▶ **Source passage**:
========
DORA Metrics in the AI Era: Necessary but No Longer Sufficient

90% of developers now use AI at work, yet the 2025 DORA report shows delivery stability still drops. Here's how to read the four keys.

Dennis PilarinosJun 4, 2026Engineering Insights

DORA Metrics in the AI Era: Necessary but No Longer Sufficient

Key Takeaways

• DORA metrics still measure delivery speed and stability accurately, but no longer explain why those numbers move in AI-assisted teams.

• The 2025 DORA report found AI is now positively correlated with throughput, yet still negatively correlated with delivery stability (Google Cloud / DORA, 2025).

• Faster, larger AI-generated pull requests increase review load and rework, so change failure rate matters more than ever.

• Pair the four keys with quality and DevEx metrics, using frameworks like DX Core 4.

• Stability degrades most when AI agents lack institutional context about your systems.

Do DORA metrics still work when half your pull requests are AI-generated? They still measure delivery accurately. They no longer explain it. DORA metrics in the AI era remain necessary, but they have become insufficient on their own. The 2025 DORA report found that 90% of developers now use AI at work (Google Cloud / DORA, 2025), and that shift changed what the numbers mean. Deployment frequency and lead time still track delivery faithfully. But they say nothing about whether the code is right, whether reviewers are buried, or whether stability is quietly eroding underneath the speed. To see the full picture now, you have to pair the four keys with quality and developer-experience signals.
========
▶ **Some rows**:
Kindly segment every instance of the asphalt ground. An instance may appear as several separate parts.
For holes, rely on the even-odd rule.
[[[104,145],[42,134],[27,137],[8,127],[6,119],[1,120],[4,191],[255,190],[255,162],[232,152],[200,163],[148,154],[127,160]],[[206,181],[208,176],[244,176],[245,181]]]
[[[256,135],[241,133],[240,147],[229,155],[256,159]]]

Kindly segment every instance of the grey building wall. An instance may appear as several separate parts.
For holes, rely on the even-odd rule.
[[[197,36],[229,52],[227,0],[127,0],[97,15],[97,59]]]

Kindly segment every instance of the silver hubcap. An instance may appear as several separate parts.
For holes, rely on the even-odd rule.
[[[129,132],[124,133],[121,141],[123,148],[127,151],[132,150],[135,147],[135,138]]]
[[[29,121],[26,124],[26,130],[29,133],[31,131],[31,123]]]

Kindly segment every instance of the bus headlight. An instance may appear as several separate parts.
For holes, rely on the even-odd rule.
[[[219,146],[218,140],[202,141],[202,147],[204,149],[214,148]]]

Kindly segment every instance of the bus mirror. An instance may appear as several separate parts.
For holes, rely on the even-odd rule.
========
▶ **Requests**:
**A.** Answer these from the article on DORA metrics:
(i) What share of developers use AI at work, according to the 2025 DORA report?
(ii) Which framework does it name for pairing the four keys with quality and DevEx metrics?
(iii) When does stability degrade most?
**B.** Output the passage of the article on DORA metrics word for word, from "90% of developers now use AI at work, yet" up to and including "in AI-assisted teams.".
Rely only on the article on DORA metrics.

▶ **Complete answers**:
**A.**
(i) 90%
(ii) DX Core 4
(iii) When AI agents lack institutional context about your systems

**B.**
90% of developers now use AI at work, yet the 2025 DORA report shows delivery stability still drops. Here's how to read the four keys.

Dennis PilarinosJun 4, 2026Engineering Insights

DORA Metrics in the AI Era: Necessary but No Longer Sufficient

Key Takeaways

• DORA metrics still measure delivery speed and stability accurately, but no longer explain why those numbers move in AI-assisted teams.